## Questions on the material
1 > In the passage on High Kelling, how much did the residents pay for the chapel after the Sanatorium closed?
2 > From the passage on High Kelling, copy out the part that opens with the words containing "The District Church" and closes with "parish of Holt.".

## Text under study
+ + + + + + +
High Kelling is a village and civil parish in the north of the English county of Norfolk. The village is located on the A148 road which links Cromer to King's Lynn. The village is 1.7 miles east of the town of Holt, and 7.8 miles west of Cromer. High Kelling is within the area covered by North Norfolk District Council. In the last Census, carried out in 2001, the population of High Kelling was counted as 515, increasing to 636 at the 2011 census.

The District Church

All Saints Church is a District Church in the Parish of Holt with High Kelling. The building was built in 1924 and was the chapel of Bramblewood Sanatorium which cared for the sufferers of tuberculosis. After the Sanatorium closed in 1955, the residents of High Kelling purchased the chapel for £500 for their place of worship. The Chapel became licensed for worship in 1970 although it had been then in use for 15 years. In 1977 the Chapel became part of the ecclesiastical parish of Holt.
+ + + + + + +
Object grounding data in natural language:
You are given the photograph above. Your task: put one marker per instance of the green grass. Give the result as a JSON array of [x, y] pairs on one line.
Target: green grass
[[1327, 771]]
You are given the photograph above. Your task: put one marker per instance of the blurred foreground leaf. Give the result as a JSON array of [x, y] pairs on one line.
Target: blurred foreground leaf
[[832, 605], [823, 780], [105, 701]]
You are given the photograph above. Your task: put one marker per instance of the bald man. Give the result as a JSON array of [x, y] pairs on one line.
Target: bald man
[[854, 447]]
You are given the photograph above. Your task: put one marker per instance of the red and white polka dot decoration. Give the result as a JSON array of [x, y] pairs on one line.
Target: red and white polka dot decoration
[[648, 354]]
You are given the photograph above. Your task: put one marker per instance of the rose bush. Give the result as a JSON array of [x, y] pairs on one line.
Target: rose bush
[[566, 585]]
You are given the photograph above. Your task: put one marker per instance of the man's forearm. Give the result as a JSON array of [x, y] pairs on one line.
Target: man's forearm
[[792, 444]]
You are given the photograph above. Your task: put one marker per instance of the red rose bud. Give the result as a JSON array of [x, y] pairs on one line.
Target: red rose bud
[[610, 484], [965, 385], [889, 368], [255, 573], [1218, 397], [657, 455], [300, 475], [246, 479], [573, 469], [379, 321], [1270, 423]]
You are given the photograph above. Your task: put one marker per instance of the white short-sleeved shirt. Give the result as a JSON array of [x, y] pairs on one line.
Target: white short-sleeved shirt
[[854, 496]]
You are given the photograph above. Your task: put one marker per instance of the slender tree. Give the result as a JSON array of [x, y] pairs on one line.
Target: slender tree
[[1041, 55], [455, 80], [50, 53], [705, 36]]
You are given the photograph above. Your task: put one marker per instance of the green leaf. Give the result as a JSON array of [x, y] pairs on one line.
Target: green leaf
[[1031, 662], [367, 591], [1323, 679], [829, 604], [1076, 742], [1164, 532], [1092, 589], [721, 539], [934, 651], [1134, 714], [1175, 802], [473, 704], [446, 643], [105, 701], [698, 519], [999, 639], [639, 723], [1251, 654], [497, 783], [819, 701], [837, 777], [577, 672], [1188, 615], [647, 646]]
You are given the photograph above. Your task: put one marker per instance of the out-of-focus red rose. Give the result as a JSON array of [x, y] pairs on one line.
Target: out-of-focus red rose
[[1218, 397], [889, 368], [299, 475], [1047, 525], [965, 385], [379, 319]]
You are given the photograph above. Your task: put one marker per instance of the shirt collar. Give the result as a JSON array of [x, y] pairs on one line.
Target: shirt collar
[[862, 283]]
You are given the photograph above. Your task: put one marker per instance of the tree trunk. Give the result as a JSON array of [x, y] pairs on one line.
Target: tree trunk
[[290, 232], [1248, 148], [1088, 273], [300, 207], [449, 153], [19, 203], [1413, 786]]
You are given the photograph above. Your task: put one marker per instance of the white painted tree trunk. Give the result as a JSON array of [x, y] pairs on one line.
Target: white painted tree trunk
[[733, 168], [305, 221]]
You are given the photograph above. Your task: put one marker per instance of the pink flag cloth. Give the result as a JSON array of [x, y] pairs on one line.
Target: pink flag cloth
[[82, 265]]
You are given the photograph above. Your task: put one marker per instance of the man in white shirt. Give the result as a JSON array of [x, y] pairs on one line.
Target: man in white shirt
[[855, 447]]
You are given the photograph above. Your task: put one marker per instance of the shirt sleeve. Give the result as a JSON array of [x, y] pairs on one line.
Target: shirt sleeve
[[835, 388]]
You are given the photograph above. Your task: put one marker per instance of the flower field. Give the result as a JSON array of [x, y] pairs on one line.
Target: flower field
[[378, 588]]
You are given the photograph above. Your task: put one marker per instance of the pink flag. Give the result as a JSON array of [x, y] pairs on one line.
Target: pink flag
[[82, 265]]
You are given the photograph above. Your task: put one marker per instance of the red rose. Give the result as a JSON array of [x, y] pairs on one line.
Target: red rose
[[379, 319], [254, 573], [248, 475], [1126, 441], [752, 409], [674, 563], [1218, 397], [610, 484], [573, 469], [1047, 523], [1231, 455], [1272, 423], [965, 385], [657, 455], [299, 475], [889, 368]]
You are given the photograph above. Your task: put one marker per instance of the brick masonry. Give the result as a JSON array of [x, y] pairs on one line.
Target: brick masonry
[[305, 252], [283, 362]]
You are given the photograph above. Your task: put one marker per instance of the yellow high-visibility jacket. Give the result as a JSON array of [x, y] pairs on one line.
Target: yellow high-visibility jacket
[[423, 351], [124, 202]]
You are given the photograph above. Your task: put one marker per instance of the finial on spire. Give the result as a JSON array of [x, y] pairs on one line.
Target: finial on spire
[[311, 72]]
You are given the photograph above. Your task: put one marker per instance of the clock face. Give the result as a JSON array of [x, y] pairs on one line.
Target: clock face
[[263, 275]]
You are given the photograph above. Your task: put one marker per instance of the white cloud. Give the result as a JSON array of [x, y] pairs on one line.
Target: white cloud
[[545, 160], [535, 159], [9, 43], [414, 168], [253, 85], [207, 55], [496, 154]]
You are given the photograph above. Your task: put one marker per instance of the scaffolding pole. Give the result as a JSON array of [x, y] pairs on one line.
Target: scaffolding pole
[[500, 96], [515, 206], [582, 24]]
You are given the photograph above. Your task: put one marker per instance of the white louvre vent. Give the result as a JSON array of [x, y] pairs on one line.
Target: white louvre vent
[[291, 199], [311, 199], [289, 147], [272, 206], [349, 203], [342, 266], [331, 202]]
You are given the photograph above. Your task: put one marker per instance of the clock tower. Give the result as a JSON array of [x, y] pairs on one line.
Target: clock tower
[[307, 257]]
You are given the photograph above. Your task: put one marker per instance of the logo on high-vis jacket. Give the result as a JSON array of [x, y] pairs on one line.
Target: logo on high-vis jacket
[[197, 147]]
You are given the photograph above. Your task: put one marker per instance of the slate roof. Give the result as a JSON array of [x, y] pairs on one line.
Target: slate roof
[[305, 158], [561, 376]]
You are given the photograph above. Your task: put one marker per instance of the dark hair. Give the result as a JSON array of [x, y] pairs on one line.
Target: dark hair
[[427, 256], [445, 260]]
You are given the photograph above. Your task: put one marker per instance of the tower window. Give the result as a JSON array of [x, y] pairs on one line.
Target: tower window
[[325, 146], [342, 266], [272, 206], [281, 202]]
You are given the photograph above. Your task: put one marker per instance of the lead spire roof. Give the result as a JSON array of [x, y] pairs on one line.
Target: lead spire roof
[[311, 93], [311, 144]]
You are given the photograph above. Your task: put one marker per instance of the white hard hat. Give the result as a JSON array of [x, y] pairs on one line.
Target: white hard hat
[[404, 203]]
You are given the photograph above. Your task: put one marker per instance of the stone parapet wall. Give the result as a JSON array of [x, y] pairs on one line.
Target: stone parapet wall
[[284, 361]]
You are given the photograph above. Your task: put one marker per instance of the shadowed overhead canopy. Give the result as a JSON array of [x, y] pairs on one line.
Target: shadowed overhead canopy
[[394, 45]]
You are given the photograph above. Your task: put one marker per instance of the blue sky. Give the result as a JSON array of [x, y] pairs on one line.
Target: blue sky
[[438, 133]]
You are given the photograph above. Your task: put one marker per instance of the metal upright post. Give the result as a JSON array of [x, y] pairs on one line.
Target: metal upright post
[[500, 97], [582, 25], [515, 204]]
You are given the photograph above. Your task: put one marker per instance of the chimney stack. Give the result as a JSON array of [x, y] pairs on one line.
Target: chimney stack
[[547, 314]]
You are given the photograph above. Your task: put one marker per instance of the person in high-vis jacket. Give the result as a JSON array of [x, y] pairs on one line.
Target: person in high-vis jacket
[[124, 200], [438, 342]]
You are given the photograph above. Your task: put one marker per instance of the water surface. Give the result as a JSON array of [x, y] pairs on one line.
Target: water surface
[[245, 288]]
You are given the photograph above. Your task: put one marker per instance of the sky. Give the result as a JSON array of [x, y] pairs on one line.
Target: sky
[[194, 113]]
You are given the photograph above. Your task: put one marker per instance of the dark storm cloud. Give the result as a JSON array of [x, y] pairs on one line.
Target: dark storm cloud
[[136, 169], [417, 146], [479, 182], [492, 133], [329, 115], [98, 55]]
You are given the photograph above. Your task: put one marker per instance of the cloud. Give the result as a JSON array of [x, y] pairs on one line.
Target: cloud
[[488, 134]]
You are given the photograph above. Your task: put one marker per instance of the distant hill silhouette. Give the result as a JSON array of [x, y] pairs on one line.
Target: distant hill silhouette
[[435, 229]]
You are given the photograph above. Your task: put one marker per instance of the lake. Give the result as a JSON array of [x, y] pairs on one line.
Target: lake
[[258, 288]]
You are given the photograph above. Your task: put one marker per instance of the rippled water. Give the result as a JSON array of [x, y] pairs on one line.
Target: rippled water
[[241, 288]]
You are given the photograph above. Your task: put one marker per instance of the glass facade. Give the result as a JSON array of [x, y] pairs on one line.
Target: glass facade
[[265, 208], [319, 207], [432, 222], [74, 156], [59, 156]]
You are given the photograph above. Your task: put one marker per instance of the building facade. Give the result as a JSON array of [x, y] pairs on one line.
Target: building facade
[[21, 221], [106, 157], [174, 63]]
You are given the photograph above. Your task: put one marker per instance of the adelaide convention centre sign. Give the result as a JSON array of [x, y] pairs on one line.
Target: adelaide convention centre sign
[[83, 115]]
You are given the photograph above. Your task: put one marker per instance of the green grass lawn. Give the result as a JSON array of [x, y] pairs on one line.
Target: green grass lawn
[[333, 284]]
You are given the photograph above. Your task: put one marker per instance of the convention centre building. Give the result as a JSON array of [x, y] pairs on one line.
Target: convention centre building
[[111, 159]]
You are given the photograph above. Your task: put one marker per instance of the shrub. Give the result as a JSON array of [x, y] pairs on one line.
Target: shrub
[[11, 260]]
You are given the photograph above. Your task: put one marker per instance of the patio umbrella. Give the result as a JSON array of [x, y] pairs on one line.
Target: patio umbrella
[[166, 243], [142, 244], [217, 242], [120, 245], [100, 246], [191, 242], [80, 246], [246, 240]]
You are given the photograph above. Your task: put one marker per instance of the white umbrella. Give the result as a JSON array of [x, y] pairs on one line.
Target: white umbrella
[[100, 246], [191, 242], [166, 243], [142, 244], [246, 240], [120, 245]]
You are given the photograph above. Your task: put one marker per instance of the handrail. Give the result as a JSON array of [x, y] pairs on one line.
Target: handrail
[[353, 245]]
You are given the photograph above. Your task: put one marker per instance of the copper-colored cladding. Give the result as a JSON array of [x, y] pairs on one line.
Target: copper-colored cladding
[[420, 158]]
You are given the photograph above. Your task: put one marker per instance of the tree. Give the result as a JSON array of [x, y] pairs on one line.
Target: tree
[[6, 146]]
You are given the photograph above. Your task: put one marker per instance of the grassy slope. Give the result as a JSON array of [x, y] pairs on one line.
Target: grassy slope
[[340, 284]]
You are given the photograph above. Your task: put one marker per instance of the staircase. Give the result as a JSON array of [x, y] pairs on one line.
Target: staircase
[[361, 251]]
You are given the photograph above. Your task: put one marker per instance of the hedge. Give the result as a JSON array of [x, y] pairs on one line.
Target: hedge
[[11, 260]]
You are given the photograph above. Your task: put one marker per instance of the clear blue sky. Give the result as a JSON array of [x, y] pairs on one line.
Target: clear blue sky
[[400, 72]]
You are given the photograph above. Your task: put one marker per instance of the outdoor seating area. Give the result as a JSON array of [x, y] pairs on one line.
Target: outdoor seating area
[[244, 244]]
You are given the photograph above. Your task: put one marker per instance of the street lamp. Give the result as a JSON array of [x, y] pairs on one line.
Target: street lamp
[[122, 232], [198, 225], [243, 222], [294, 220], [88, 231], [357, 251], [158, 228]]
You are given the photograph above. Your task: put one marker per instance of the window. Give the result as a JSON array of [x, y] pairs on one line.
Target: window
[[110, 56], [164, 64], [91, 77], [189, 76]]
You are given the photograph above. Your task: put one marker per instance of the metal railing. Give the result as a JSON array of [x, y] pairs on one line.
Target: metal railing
+ + + + + + +
## Your responses
1 > £500

2 >
The District Church

All Saints Church is a District Church in the Parish of Holt with High Kelling. The building was built in 1924 and was the chapel of Bramblewood Sanatorium which cared for the sufferers of tuberculosis. After the Sanatorium closed in 1955, the residents of High Kelling purchased the chapel for £500 for their place of worship. The Chapel became licensed for worship in 1970 although it had been then in use for 15 years. In 1977 the Chapel became part of the ecclesiastical parish of Holt.